Render every line of the items below as a Markdown table with the columns Row and Line, numbering the rows and skipping blank lines. Leave the pictures out.

> [Provided data]

++++++++

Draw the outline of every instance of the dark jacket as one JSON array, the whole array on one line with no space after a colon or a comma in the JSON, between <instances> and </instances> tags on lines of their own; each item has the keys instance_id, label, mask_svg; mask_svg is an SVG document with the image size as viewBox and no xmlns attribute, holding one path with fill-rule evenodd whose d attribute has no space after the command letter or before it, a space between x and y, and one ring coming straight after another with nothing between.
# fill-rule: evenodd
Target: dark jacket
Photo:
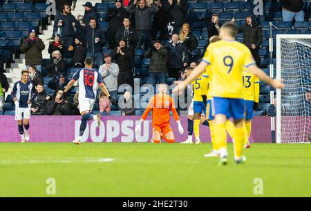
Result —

++++++++

> [The result]
| Row | Line |
|---|---|
| 1 | Draw the outline of every instance of the dark jacket as one JSON array, the whole array on one line with no space after a colon or a comma in the JSON, between <instances> and </instances> tags on lines of their own; each item has the keys instance_id, label, mask_svg; mask_svg is an SVG document with the image size as viewBox and no xmlns attribute, holding one path with fill-rule evenodd whose d attribute has no space after the command letter or before it, a space between x and y, and one ring coming straight after another with nothing between. |
| 2 | # fill-rule: evenodd |
| 3 | Target: dark jacket |
| 4 | Photo: |
| 5 | Result — |